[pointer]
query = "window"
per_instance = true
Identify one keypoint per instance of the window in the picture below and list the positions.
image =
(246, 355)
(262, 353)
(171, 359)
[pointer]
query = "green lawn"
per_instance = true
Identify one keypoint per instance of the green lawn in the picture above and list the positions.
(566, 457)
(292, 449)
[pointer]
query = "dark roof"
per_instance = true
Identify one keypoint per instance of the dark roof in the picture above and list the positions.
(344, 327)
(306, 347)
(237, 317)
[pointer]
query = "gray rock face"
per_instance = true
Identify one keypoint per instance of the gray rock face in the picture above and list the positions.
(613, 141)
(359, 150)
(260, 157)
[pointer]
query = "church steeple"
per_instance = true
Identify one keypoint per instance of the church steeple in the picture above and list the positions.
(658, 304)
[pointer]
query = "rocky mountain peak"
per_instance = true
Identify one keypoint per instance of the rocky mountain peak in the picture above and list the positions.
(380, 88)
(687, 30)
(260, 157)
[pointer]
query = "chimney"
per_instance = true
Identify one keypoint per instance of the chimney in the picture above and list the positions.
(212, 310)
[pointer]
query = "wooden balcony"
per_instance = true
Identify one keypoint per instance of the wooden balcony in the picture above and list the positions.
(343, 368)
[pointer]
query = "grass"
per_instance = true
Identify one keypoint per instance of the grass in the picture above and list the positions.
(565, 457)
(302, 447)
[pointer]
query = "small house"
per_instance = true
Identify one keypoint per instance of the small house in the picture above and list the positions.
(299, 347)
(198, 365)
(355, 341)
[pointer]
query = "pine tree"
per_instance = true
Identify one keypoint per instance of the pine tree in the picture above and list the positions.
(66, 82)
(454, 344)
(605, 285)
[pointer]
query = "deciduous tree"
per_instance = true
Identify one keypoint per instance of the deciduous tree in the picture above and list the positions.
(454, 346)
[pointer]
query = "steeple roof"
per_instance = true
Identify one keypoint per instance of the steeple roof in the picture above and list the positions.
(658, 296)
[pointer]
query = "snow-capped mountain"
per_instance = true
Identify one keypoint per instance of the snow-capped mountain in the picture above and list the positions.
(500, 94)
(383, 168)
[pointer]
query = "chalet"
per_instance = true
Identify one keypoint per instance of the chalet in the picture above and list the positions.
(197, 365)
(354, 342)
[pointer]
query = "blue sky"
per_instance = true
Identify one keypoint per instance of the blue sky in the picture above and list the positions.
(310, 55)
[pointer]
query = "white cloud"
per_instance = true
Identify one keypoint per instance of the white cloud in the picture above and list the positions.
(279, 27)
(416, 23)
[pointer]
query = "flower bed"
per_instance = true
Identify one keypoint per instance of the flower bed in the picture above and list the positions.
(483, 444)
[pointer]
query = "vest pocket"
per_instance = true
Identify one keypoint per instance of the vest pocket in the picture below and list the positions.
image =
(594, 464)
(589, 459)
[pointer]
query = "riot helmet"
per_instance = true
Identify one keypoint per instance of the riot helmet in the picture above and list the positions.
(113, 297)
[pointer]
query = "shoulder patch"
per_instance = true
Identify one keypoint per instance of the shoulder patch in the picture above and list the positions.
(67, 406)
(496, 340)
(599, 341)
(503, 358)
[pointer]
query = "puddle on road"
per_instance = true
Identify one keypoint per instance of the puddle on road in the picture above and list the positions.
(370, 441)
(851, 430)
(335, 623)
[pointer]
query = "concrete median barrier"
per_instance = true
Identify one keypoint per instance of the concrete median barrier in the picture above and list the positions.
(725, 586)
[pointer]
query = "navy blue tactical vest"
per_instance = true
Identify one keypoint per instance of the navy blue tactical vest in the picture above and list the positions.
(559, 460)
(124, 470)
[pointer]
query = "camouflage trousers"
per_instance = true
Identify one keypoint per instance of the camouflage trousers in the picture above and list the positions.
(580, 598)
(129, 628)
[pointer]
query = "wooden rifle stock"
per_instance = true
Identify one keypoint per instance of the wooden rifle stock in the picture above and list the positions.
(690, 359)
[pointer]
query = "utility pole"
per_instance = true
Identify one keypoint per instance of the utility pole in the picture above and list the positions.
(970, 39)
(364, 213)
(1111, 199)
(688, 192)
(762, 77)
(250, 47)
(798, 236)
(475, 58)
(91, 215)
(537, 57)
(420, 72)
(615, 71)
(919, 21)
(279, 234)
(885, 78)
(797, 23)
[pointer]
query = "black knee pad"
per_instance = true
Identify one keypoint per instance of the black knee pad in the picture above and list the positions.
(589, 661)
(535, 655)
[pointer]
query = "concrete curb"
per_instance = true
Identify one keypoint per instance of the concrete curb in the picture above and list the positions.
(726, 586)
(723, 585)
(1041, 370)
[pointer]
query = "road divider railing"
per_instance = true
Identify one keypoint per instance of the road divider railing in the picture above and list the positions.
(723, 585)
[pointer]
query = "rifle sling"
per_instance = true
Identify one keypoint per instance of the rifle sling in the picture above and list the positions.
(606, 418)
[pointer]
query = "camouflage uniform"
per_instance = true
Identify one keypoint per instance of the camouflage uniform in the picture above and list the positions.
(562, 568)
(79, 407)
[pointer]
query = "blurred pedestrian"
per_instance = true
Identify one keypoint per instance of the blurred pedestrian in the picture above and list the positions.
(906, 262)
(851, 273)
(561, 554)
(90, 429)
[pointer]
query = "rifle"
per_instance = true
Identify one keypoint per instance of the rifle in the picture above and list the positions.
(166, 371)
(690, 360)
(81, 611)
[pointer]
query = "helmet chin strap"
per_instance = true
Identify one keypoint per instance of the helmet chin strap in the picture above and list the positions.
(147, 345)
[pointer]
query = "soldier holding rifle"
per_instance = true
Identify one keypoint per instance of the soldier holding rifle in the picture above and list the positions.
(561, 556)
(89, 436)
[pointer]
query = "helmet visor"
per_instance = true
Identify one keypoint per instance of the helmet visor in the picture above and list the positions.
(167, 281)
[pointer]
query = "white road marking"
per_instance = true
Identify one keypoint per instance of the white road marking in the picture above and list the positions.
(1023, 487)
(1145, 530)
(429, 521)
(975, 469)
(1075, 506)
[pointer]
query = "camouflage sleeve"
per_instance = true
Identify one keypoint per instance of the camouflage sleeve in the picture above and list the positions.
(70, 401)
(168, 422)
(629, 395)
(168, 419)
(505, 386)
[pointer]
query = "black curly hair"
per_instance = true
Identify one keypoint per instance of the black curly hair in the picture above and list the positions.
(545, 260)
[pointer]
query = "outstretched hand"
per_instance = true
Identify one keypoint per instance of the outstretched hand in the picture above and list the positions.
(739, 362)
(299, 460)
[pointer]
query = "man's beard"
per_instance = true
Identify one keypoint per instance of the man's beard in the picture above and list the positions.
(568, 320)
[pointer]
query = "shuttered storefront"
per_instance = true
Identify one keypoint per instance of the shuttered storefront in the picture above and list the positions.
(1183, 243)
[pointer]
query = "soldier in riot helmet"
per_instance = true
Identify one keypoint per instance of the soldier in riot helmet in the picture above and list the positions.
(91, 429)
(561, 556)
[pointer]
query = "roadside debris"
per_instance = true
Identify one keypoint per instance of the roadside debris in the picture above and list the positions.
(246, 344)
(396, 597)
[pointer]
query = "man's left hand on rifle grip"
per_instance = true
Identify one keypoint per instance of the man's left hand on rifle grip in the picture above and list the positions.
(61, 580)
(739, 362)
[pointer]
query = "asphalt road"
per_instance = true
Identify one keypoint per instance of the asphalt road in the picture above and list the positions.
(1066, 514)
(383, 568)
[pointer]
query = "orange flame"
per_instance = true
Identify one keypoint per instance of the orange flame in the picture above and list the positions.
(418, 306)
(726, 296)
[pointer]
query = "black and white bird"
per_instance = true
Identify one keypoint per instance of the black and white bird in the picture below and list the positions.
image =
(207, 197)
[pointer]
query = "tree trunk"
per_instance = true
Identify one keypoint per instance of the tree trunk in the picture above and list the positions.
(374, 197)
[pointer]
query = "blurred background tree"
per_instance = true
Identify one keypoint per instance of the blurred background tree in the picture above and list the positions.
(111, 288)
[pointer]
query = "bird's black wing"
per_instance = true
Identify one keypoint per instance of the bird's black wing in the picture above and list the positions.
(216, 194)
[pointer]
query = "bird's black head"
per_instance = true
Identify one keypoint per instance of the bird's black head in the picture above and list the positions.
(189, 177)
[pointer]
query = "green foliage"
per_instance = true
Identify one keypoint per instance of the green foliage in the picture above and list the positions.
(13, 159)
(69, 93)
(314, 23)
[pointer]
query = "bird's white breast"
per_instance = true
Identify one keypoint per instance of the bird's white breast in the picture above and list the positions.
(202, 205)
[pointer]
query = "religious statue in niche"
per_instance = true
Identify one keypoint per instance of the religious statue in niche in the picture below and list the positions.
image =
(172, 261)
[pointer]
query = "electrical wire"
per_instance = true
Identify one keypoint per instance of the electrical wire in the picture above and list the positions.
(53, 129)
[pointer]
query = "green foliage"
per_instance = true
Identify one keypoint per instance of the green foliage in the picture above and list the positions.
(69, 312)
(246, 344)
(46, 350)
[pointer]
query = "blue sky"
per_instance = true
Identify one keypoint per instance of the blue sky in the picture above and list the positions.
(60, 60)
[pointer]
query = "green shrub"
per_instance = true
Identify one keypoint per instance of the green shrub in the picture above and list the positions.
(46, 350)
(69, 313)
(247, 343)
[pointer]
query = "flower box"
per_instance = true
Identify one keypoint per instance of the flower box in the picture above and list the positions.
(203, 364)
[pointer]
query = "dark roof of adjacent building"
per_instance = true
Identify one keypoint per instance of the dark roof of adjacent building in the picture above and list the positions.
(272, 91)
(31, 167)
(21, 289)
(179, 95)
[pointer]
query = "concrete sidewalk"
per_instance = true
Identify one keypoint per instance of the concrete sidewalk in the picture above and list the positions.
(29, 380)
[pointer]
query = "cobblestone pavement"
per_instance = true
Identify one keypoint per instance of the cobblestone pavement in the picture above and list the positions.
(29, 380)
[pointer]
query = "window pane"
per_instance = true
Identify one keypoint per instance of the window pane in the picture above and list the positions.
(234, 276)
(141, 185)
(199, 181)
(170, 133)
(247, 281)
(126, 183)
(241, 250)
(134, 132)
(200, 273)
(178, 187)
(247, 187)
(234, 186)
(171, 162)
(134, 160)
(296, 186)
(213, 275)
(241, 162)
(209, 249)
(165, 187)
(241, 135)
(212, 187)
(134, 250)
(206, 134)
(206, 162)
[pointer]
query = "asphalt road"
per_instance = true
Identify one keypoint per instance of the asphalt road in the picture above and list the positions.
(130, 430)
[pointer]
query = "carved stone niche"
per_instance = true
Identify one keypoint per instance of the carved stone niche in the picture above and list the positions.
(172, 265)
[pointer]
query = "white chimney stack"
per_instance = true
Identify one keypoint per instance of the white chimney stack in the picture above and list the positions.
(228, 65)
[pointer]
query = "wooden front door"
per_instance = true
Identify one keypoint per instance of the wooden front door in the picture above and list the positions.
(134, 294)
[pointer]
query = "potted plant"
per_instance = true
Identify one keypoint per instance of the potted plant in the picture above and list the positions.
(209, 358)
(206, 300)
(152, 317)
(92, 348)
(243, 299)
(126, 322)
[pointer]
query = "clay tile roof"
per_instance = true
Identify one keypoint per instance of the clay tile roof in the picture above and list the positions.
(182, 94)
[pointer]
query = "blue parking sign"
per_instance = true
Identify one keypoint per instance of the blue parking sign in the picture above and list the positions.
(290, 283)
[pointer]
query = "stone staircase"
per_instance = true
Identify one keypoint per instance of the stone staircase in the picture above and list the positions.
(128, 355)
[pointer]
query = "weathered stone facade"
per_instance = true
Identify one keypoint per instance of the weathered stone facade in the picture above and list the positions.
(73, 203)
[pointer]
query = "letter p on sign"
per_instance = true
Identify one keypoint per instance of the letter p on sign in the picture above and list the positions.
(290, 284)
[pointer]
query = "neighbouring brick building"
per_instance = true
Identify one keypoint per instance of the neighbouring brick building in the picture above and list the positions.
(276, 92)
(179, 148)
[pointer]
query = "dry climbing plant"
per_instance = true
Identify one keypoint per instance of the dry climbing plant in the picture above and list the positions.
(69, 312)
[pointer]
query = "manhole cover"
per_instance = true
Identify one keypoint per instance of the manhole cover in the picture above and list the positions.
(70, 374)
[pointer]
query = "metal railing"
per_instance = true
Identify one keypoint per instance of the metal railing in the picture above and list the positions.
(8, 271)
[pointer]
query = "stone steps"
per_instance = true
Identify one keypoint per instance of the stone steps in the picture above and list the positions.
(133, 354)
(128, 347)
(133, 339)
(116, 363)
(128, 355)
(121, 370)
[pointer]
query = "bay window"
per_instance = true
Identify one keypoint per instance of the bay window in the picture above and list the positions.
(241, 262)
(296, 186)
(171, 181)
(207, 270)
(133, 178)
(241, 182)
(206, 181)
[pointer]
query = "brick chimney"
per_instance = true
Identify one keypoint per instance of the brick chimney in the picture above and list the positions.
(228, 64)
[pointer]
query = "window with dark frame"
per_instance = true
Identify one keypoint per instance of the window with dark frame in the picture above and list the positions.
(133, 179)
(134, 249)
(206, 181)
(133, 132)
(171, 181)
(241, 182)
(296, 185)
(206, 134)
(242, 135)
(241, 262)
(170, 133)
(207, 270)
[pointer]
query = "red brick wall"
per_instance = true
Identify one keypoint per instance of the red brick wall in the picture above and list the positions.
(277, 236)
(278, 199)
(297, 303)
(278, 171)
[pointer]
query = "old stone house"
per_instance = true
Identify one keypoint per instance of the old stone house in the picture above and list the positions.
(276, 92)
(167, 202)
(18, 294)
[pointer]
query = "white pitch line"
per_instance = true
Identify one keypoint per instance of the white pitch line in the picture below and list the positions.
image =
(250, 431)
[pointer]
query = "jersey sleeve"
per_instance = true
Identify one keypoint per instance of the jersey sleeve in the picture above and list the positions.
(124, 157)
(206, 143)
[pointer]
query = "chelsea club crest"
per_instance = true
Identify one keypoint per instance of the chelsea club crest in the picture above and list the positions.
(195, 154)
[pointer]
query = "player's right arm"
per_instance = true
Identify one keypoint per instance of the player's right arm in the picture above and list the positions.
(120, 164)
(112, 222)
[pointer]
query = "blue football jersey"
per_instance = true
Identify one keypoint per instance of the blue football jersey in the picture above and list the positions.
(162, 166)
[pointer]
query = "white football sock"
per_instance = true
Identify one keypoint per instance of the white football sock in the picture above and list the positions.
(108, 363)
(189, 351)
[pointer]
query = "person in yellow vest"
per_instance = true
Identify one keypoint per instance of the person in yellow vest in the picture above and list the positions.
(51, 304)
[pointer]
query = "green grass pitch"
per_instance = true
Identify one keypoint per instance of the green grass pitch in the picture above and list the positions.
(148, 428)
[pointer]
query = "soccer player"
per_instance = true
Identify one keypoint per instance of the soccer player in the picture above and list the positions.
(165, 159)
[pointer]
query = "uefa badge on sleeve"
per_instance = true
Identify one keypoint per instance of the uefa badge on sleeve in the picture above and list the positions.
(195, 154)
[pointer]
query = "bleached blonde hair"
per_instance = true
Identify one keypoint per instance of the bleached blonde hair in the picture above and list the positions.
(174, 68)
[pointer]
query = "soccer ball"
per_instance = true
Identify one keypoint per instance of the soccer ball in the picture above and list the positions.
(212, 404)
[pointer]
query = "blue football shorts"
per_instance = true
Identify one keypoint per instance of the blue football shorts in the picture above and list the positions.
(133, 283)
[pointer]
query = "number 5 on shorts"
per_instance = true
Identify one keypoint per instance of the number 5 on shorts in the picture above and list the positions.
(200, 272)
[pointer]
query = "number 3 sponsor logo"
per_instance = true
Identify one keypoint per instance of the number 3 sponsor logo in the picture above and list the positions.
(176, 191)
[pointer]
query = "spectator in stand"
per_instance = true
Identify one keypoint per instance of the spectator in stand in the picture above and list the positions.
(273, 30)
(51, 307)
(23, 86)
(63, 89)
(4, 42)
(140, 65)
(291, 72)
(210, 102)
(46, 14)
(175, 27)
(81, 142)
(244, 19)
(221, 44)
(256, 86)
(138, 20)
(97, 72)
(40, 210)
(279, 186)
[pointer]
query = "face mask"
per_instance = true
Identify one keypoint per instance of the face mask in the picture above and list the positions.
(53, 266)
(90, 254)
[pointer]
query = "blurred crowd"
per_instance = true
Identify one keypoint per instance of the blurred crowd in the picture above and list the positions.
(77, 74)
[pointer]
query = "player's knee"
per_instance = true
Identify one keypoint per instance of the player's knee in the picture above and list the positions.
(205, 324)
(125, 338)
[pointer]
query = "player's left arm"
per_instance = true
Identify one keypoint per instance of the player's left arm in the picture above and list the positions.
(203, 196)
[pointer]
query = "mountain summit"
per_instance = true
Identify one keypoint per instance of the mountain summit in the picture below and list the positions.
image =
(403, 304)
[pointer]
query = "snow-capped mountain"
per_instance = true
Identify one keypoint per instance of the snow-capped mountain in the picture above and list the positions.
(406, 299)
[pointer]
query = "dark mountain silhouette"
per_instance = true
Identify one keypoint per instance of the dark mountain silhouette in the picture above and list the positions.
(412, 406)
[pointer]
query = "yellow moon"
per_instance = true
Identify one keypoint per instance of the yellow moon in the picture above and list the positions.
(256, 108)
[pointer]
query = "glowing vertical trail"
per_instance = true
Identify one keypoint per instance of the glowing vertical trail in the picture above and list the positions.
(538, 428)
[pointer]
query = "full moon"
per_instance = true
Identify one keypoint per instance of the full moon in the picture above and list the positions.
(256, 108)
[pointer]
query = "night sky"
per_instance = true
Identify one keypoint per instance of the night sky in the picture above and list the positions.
==*==
▶ _WHAT YOU SHOULD DO_
Extract every line of the listing above that contains the string "sign". Uppercase and lowercase letters count as different.

▶ _REPLY TO THE EXERCISE_
query = "blue parking sign"
Identify one keypoint per instance of the blue parking sign in the picture above and list the positions.
query = "letter p on sign"
Identify one keypoint per instance of the letter p on sign in the picture above and list the positions.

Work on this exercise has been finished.